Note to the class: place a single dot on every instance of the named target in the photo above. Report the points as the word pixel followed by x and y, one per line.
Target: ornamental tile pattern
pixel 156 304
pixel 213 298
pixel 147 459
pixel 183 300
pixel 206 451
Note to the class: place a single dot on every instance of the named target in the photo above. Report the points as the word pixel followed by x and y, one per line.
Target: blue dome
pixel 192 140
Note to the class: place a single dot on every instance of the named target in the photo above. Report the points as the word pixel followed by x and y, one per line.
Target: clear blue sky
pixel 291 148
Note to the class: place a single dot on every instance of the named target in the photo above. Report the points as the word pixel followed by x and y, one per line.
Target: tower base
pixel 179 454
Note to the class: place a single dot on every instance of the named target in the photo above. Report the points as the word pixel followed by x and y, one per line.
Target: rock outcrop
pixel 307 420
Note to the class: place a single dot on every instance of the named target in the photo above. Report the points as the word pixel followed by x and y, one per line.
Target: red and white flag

What is required: Reproduce every single entry above exactly.

Final answer:
Note to the class: place a single dot on every instance of the named target in the photo above. Report the points as the word pixel followed by x and y, one per line.
Target: ornamental tile pattern
pixel 156 304
pixel 213 298
pixel 147 459
pixel 183 300
pixel 206 451
Note to the class: place a single dot on every instance of the named target in the photo above. Report the points as the word pixel followed by x and y, one per line.
Target: blue dome
pixel 192 140
Note to the class: place a single dot on every instance of the named target in the photo above. Report the points as the word pixel followed by x and y, one per line.
Target: clear blue sky
pixel 291 148
Note to the class: place a single dot on every instance of the named target in the photo above. Report the points as the word pixel followed by x and y, one per line.
Target: tower base
pixel 179 454
Note to the class: place a single dot on every instance of the named target in the photo above. Report the points as the word pixel followed by x and y, one per line.
Target: rock outcrop
pixel 307 420
Note to the class: place a single dot on every instance of the named target in the photo above. Report the points as the word pixel followed by x and y, one per line.
Target: red and white flag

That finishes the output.